● **Your goal**
Write out every line of the records as a numbered list, skipping blank lines and leaving the pictures out.

[Saved entries]

— START —

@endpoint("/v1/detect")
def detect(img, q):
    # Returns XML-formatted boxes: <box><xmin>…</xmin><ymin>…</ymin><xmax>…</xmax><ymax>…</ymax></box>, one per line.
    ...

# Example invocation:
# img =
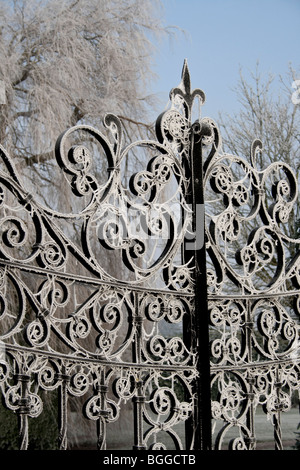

— END —

● **Response for this exercise**
1. @endpoint("/v1/detect")
2. def detect(img, q):
3.     # Returns XML-formatted boxes: <box><xmin>…</xmin><ymin>…</ymin><xmax>…</xmax><ymax>…</ymax></box>, one per line.
4.     ...
5. # Example invocation:
6. # img =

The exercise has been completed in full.